Nicotine Promotes Cardiovascular Disease, Benefits of Smoke-Free Products Questioned
Cigarette smoke has long overshadowed nicotine as the main culprit for heart disease, but a new study suggests that nicotine itself may stimulate the disease process by altering cell structures and promoting fatty plaque deposits, the hallmark of cardiovascular disease, to accumulate in vessels.
Brown University researchers, scheduled to present their results at the 56th Annual Meeting of the Biophysical Society, found that nicotine exposure changes cell structure in a way that further induces migration and invasion of the smooth muscle cells lining of blood vessels.
Researchers said that the invading cells produced by nicotine exposure is especially good at remodeling structures called podosomes, which are actin-rich, adhesive structures located on the ventral surface of monocytic myeloid lineage cells, stimulated endothelial cells and cultured Src-transformed cancer cells.
The study discovered that the nicotine-podosome link leads further degradation of blood vessels by forming vessel-clogging fatty deposits known as plaque which can accumulate and lead to atherosclerosis, restricting blood flow throughout the body.
Investigators said their findings question the actual health benefits of nicotine products like gum, patches or electronic cigarettes people use to help quit their smoking habit.
"The finding that nicotine is as effective as cigarette smoke in enhancing cellular structural changes, and breakdown of scaffold proteins by vascular smooth muscle cells, suggests that replacing cigarette smoking by nicotine treatment may have limited beneficial effects on atherosclerosis," said lead researcher Chi-Ming Hai, professor of medical science at Brown University in a statement released on Thursday.
The new findings highlight the multistep process of plaque formation which appeared to be largely influenced by nicotine.
Researchers said that plaque formation starts as a reaction to cellular injury, and develops into harmful and chronic inflammation of the vessel walls, which attract white blood cells, that further inflame the vessels
Damaging inflammation of the blood vessels can also be triggered by the body’s chemical reaction to high blood sugar, modified low-density lipoproteins or harmful cholesterol, physical stress from high blood pressure, or chemical insult from tobacco smoke.
“Now nicotine itself appears to remodel key structures in a way that primes and enhances the invasion of smooth muscle lining the vessel wall,” researchers wrote in a statement.

What this exercise asks:
- A) Reproduce the passage of the nicotine study article between "The study discovered" and "released on Thursday.", inclusive.
- B) Extend the article on nicotine and cardiovascular disease from the point where it ends.

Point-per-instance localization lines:
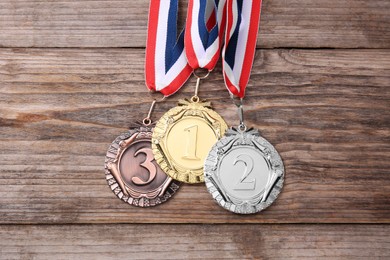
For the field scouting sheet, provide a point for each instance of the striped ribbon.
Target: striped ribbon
(166, 66)
(242, 18)
(204, 32)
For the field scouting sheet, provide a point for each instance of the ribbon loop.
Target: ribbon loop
(166, 66)
(204, 32)
(242, 25)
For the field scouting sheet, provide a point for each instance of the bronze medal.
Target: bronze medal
(133, 174)
(183, 137)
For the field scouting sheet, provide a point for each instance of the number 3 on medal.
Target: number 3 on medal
(148, 165)
(190, 152)
(242, 184)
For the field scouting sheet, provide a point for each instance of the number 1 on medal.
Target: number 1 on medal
(190, 152)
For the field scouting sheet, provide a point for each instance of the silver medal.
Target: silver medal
(243, 172)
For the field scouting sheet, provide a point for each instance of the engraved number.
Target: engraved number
(190, 152)
(148, 165)
(244, 184)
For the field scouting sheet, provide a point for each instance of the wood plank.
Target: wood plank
(195, 242)
(122, 23)
(326, 111)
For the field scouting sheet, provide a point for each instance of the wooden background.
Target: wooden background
(72, 79)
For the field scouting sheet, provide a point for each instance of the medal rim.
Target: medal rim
(161, 131)
(214, 160)
(142, 201)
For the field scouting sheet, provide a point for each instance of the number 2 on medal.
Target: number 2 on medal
(243, 184)
(148, 165)
(190, 152)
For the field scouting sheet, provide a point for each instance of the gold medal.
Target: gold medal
(183, 137)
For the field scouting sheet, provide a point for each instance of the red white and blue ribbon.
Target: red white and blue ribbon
(204, 32)
(166, 66)
(242, 24)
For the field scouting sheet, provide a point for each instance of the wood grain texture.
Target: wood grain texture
(195, 242)
(122, 23)
(326, 111)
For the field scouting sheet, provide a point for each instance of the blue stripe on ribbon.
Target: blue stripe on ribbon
(230, 53)
(173, 47)
(206, 37)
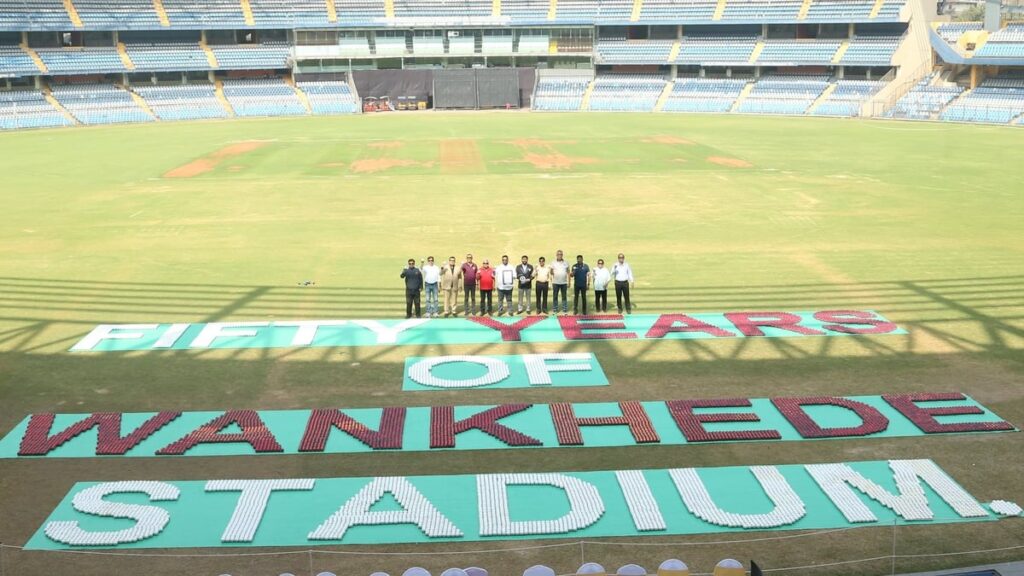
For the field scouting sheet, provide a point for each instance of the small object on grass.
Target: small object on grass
(1004, 507)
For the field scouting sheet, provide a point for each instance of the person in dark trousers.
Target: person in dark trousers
(543, 275)
(601, 278)
(414, 283)
(485, 278)
(580, 277)
(623, 275)
(524, 272)
(560, 283)
(468, 275)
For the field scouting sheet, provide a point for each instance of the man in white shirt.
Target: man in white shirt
(560, 281)
(431, 278)
(623, 275)
(504, 282)
(602, 277)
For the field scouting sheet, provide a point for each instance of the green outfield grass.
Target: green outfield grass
(920, 221)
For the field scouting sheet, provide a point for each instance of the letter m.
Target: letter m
(38, 441)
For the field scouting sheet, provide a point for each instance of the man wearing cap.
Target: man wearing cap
(524, 273)
(505, 280)
(431, 278)
(468, 276)
(580, 276)
(414, 283)
(560, 281)
(485, 280)
(450, 285)
(624, 279)
(543, 276)
(602, 277)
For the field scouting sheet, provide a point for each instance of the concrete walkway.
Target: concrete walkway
(1008, 569)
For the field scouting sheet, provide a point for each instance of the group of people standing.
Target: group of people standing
(556, 278)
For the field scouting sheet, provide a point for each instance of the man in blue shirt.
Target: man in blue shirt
(414, 283)
(580, 276)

Answers by item:
- A)
The study discovered that the nicotine-podosome link leads further degradation of blood vessels by forming vessel-clogging fatty deposits known as plaque which can accumulate and lead to atherosclerosis, restricting blood flow throughout the body.
Investigators said their findings question the actual health benefits of nicotine products like gum, patches or electronic cigarettes people use to help quit their smoking habit.
"The finding that nicotine is as effective as cigarette smoke in enhancing cellular structural changes, and breakdown of scaffold proteins by vascular smooth muscle cells, suggests that replacing cigarette smoking by nicotine treatment may have limited beneficial effects on atherosclerosis," said lead researcher Chi-Ming Hai, professor of medical science at Brown University in a statement released on Thursday.

- B)
“Identifying a possible nicotine-posodome link in the invasion step of plaque formation process suggests a new means of intervening in the process: targeting the cell structures that are changed by nicotine and that promote invasion of the smooth muscle lining the vessel wall. If a therapy could prevent, slow, or reverse that step, it would likely interrupt the plaque-production cycle,” they concluded.
The results of the latest study underlines the arguments voiced by many health advocates who have pushed the U.S. Food and Drug Administration to rigorously evaluate modified-risk tobacco products, which are becoming increasingly popular, with only objective scientific results before allowing those products to be marketed as low-risk.
In December the Institute of Medicine reported that only about 6 percent of smokers are able to successfully quit tobacco use, and because quitting is so difficult, many smokers will probably want products that allow them to continue smoking with less health risks.
However IOM said that there were still no research that proves that modified-risks tobacco products to be safer than traditional cigarettes, these new products can ultimately be just as risky as regular cigarettes, and urged the federal health agency to have “trusted third parties oversee the conduct of research” to determine the health effects of modified-risk tobacco products.
The American Lund Association had also released a statement in December praising the IOM recommendations.
“The American Lung Association commends the IOM for its recognition that if a tobacco product is allowed to be marketed as ‘safer’ that the product must actually be safer,” said Charles Connor, President and CEO of the American Lung Association in the statement.
“Decades ago the tobacco industry developed light and low tobacco products that were no less harmful than those already on the market. Millions of Americans, who switched to those so-called ‘light’ and ‘low-tar’ products instead of quitting, died as a result of these claims,” Connor said.